— Your instructions —
Leave the images aside and output every entry exactly.

━━━━━ The records

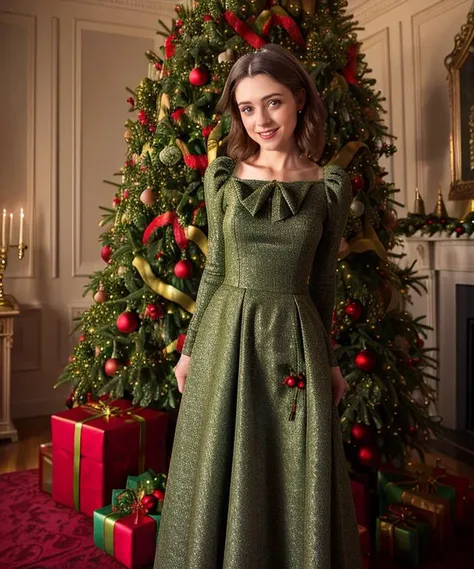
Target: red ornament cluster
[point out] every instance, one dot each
(365, 360)
(357, 183)
(112, 366)
(354, 309)
(106, 253)
(183, 269)
(128, 322)
(199, 76)
(153, 312)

━━━━━━━━━━

— Result of this task —
Target: red ornament cluster
[point out] every instance, one dot each
(365, 360)
(357, 183)
(112, 366)
(354, 309)
(106, 253)
(183, 269)
(128, 322)
(199, 76)
(153, 312)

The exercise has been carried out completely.